_EXTRAIT_:
Mon mémoire comporte cette traduction et c'est très important, le jury va l'évaluer. Ce n'est pas pour faire plaisir à mon professeur (directrice de recherche), c'est pour réussir mon mémoire.
Merci pour vos efforts, d'autres idées ?


----------



## Glasguensis

Mais d'autres idées sur quoi? On ne comprend pas ce que l'on cherche.


----------



## Dr Ralph

Bon, si c'est pour faire du tape-à-l'œil (pun intended), autant se lâcher - mais ce n'est plus une traduction, c'est une interprétation !

_Mon regard ne laissa aucun recoin de la savane environnante inviolé...

J'écartai du regard les hautes herbes autour de moi, en pure perte...

De taille et d'estoc, mes yeux frappèrent sans relâche les environs..._

Quant à "mal dit", c'est typiquement un commentaire "mal dit" ! De tout cœur avec Godard2.


----------



## Lucky19

J'ai parcouru tout le terrain alentours à sa recherche en tâtant les herbes hautes avec un bâton.
Je l'ai cherché en tâtonnant les herbes hautes avec mon bâton.
J'ai fouillé les herbes hautes avec mon/un bâton.

Moins courant : J'ai bâtonné les herbes hautes.


----------



## godard2

Lucky19 said:


> J'ai parcouru tout le terrain alentours à sa recherche en tâtant les herbes hautes avec un bâton.
> Je l'ai cherché en tâtonnant les herbes hautes avec mon bâton.
> J'ai fouillé les herbes hautes avec mon/un bâton.
> 
> Moins courant : J'ai bâtonné les herbes hautes.



Bon, je crois que je choisis : "Je sondais, je fouillais, je regardais dans toutes les directions possibles."
Qu'en pensez-vous ?
Merci à tous pour votre aide qui m'a été très précisieuse.


----------



## petit1

Je comprends bien votre problème mais, si on considère votre propre traduction (_Je jetais un coup d'oeil, je fouillais, je cherchais dans toutes les directions_), il y a quand même une grande différence avec les suggestions que nous vous avons faites, notamment le verbe "*scruter*" bien plus explicite et moins désinvolte que "*jeter un coup d'œil*".
Cependant je ne sais pas s'il est possible d'employer le verbe "scruter" sans COD.

_CONSIGNE_:
Recopiez mot pour mot le passage de l'extrait qui commence à « Mais d'autres idées » et se termine à « en pure perte... ».

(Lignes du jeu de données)
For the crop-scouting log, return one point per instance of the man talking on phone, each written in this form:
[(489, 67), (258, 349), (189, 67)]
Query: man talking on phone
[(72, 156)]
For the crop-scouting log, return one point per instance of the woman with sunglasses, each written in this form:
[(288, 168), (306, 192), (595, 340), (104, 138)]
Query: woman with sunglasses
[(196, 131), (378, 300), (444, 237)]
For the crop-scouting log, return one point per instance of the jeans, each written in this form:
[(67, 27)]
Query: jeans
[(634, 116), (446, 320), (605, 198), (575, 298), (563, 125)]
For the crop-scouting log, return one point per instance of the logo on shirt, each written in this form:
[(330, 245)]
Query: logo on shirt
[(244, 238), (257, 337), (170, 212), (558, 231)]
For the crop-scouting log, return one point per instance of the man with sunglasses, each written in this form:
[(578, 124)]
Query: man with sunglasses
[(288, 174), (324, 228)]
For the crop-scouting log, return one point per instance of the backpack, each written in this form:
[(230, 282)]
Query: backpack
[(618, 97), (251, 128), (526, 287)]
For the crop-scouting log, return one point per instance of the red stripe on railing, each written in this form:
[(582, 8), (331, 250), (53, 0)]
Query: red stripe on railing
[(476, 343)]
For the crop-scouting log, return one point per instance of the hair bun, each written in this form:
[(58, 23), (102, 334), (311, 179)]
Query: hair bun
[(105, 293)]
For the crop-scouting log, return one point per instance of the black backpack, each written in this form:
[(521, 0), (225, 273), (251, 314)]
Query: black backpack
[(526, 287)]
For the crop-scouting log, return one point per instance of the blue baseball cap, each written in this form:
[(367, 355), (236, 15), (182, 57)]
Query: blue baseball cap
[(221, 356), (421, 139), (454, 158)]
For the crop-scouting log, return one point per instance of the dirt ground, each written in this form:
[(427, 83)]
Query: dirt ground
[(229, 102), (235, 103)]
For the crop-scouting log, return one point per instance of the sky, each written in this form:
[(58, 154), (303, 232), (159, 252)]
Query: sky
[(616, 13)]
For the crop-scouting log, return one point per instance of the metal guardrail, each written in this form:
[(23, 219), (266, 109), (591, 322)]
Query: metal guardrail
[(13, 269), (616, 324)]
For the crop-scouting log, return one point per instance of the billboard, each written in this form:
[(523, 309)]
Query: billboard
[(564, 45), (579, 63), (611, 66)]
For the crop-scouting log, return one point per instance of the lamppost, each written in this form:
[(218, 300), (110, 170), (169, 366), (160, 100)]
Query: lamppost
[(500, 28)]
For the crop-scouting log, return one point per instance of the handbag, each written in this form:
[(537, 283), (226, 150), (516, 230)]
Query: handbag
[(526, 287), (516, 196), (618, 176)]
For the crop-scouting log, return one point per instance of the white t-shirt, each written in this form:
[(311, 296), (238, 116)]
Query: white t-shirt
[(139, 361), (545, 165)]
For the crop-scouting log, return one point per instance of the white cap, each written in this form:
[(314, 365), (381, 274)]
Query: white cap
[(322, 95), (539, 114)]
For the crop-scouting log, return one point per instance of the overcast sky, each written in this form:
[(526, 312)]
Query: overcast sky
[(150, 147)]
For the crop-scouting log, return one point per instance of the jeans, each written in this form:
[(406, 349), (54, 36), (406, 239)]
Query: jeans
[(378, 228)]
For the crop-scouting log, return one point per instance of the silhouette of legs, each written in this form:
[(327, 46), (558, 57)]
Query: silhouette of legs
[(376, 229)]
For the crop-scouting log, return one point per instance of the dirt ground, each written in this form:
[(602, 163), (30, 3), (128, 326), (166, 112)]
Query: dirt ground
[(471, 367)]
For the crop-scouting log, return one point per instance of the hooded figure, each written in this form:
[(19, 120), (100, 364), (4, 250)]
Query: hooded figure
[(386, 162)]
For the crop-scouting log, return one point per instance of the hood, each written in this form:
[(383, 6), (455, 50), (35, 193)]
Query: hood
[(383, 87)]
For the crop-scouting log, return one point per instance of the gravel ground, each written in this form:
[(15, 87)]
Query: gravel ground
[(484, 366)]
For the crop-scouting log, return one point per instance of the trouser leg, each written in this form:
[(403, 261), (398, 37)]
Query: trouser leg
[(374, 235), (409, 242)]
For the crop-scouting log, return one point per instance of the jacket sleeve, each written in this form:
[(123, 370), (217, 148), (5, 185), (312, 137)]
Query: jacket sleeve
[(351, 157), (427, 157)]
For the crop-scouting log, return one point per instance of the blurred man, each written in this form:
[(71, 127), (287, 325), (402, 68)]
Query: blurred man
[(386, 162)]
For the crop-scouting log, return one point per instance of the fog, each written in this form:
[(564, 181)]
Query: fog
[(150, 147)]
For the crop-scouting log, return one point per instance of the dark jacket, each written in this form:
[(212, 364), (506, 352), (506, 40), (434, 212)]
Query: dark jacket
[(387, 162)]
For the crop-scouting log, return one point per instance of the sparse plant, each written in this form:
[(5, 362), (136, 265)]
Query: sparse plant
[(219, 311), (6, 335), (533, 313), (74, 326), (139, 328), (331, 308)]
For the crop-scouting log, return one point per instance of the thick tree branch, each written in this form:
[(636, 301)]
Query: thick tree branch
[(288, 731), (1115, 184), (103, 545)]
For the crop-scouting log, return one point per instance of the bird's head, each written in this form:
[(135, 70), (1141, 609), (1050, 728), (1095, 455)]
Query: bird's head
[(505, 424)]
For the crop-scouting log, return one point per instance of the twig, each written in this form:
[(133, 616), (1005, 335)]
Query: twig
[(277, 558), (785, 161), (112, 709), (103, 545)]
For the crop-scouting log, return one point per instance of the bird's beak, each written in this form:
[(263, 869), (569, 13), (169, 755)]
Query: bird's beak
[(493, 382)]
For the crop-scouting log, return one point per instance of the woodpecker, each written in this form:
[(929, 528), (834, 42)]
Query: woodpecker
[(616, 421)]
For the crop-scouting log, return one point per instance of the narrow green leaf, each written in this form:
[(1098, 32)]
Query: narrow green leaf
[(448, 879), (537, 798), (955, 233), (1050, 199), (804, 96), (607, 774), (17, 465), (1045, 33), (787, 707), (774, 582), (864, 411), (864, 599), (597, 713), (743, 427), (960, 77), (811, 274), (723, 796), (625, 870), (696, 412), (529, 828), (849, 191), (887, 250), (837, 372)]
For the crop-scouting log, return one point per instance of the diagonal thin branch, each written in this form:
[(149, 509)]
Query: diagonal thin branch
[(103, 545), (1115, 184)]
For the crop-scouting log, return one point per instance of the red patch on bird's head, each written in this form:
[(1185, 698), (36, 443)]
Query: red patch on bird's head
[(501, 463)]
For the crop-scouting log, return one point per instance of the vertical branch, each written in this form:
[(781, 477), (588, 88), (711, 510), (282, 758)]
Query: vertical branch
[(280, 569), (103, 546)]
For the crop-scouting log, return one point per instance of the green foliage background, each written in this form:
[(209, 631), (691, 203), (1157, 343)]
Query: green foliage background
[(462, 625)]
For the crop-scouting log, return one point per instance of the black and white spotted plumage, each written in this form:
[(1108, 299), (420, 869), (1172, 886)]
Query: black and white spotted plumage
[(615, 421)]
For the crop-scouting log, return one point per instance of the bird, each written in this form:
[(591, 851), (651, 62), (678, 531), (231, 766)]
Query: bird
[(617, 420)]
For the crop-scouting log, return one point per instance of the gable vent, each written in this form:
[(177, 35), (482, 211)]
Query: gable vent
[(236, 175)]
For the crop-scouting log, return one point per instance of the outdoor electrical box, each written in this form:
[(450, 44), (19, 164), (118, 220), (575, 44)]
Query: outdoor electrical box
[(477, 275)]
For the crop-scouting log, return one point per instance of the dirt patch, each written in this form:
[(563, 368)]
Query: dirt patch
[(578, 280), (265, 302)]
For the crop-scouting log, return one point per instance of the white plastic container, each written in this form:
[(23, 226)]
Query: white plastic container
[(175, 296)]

_RÉPONSE ATTENDUE_:
Mais d'autres idées sur quoi? On ne comprend pas ce que l'on cherche.


----------



## Dr Ralph

Bon, si c'est pour faire du tape-à-l'œil (pun intended), autant se lâcher - mais ce n'est plus une traduction, c'est une interprétation !

_Mon regard ne laissa aucun recoin de la savane environnante inviolé...

J'écartai du regard les hautes herbes autour de moi, en pure perte...